Ellen Embleton looks into the history of data visualisation, and highlights the work of Joseph Priestley, Luke Howard and Florence Nightingale.
I recently finished Caroline Criado Perez’s Invisible Women: Exposing Data Bias in a World Designed for Men. I’m late to the game with this one – the book won the Royal Society Insight Investment Science Book Prize back in 2019 – and no doubt preaching to the choir, but I loved it.
A fascinating insight into the gender data gap that persists, and the many ways in which the data we gather and use is consistently skewed towards men, the book provides examples from both public and private life. It shows how the data collected by a society often mirrors that society’s beliefs and assumptions, and explains why women are invisible in datasets today, living in a world where men are still largely considered to be the prototype human.
This inspired me to consider science history through the lens of data collection. More specifically (so I could include some nice imagery!) I focused on data visualisation, and soon found several historical data innovators to choose from. One name that kept coming up was Joseph Priestley FRS (1733-1804).
I wrote about Priestley in an earlier blogpost, and so was intrigued to come across a 1765 work of his that I was entirely unfamiliar with: A Chart of Biography. As I dug deeper, I found that it’s mentioned on his certificate of election to the Royal Society, so clearly it was a landmark work when first published:
Priestley’s election certificate, which introduces him as ‘Author of a chart of Biography & several other valuable works’ (EC/1766/12)
A Chart shows the life span of over 2000 significant figures from 1200 BCE to 1765. Rather than just listing names and years of birth and death, Priestley plotted them on a timeline. The horizontal axis showed dates, while the vertical groupings organised people according to the type of person they were – politician, artist, statesman, warrior and so on – and bars were used to represent lifespans, with dots where someone’s life dates were uncertain:
A sample from Priestley’s Chart of Biography, 1765 (Wikimedia Commons)

» **DATA PROVIDED**:
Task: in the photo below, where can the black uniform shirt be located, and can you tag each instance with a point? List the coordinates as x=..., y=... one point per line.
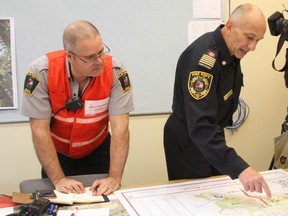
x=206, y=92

» **EXPLORE THE MATERIAL**:
(a) In the post on the history of data visualization, what did the horizontal axis of Priestley's A Chart of Biography show?
(b) Reproduce the data visualization post word for word from "A Chart shows" up to and including "1765 (Wikimedia Commons)".

» **SOLVED PROBLEMS**:
(a) It showed dates.

(b)
A Chart shows the life span of over 2000 significant figures from 1200 BCE to 1765. Rather than just listing names and years of birth and death, Priestley plotted them on a timeline. The horizontal axis showed dates, while the vertical groupings organised people according to the type of person they were – politician, artist, statesman, warrior and so on – and bars were used to represent lifespans, with dots where someone’s life dates were uncertain:
A sample from Priestley’s Chart of Biography, 1765 (Wikimedia Commons)